*Listed records*
::::::

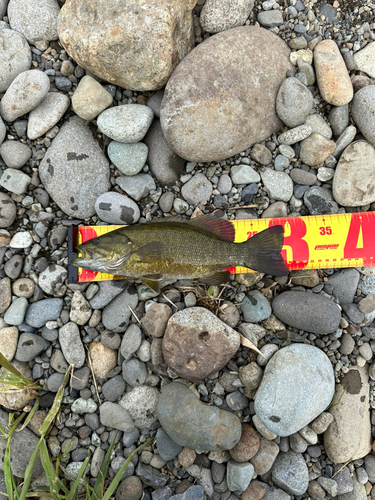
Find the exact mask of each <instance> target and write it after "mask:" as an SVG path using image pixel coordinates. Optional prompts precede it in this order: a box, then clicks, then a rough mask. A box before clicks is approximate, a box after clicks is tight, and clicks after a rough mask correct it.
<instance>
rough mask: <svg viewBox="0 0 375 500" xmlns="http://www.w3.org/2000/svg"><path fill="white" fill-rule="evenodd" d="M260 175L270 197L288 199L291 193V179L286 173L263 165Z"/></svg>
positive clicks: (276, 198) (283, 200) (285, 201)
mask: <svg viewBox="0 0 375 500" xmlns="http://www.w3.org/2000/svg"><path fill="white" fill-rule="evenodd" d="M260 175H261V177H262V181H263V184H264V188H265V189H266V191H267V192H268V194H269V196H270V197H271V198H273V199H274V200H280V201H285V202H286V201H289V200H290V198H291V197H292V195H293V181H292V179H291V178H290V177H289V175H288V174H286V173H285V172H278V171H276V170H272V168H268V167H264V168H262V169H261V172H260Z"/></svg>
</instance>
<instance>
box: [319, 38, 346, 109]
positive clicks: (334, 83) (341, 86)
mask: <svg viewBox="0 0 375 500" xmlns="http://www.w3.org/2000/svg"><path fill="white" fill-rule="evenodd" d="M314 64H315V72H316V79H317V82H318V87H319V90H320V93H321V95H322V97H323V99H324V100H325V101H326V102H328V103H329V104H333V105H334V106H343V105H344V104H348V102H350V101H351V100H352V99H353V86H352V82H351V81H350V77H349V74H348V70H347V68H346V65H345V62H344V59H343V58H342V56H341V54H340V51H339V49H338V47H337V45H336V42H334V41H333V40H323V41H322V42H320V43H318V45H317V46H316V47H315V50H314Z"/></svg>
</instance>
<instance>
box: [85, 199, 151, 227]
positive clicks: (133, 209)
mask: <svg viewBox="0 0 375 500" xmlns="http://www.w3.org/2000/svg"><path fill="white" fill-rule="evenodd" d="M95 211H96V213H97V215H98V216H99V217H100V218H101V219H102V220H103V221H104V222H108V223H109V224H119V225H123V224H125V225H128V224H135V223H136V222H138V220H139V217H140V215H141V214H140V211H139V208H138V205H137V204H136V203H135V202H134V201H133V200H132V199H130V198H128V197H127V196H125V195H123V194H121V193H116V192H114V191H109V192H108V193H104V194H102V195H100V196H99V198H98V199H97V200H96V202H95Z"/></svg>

::::::

*Task goal*
Reproduce the entire listing exactly, but omit any pictures.

*Task solution*
Find the exact mask of each <instance> target and write it after "mask:" as an SVG path using image pixel coordinates. Optional prompts precede it in this order: a box, then clicks, then a rough mask. A box before clicks is approximate, a box after clicks is tight, and clicks after a rough mask correct it.
<instance>
rough mask: <svg viewBox="0 0 375 500" xmlns="http://www.w3.org/2000/svg"><path fill="white" fill-rule="evenodd" d="M260 175L270 197L288 199L291 193V179L286 173L263 165Z"/></svg>
positive clicks: (276, 198) (283, 200) (285, 201)
mask: <svg viewBox="0 0 375 500" xmlns="http://www.w3.org/2000/svg"><path fill="white" fill-rule="evenodd" d="M260 175H261V177H262V181H263V184H264V188H265V189H266V191H267V192H268V194H269V196H270V197H271V198H273V199H274V200H280V201H285V202H286V201H289V200H290V198H291V197H292V195H293V181H292V179H291V178H290V177H289V175H288V174H286V173H285V172H278V171H276V170H272V168H268V167H264V168H262V169H261V172H260Z"/></svg>
</instance>
<instance>
box: [319, 38, 346, 109]
positive clicks: (334, 83) (341, 86)
mask: <svg viewBox="0 0 375 500" xmlns="http://www.w3.org/2000/svg"><path fill="white" fill-rule="evenodd" d="M314 64H315V72H316V79H317V82H318V87H319V90H320V93H321V95H322V97H323V99H324V100H325V101H326V102H328V103H329V104H333V105H334V106H343V105H344V104H348V102H350V101H351V100H352V99H353V86H352V82H351V81H350V77H349V74H348V70H347V68H346V65H345V62H344V59H343V58H342V56H341V54H340V51H339V49H338V47H337V45H336V42H334V41H333V40H323V41H322V42H320V43H318V45H317V46H316V47H315V50H314Z"/></svg>
</instance>
<instance>
box: [85, 199, 151, 227]
positive clicks: (133, 209)
mask: <svg viewBox="0 0 375 500" xmlns="http://www.w3.org/2000/svg"><path fill="white" fill-rule="evenodd" d="M95 211H96V213H97V215H98V216H99V217H100V218H101V219H102V220H103V221H104V222H108V223H109V224H119V225H123V224H125V225H128V224H135V223H136V222H138V220H139V217H140V215H141V214H140V211H139V208H138V205H137V204H136V203H135V202H134V201H133V200H132V199H130V198H128V197H127V196H125V195H123V194H121V193H116V192H114V191H109V192H108V193H104V194H102V195H100V196H99V198H98V199H97V200H96V202H95Z"/></svg>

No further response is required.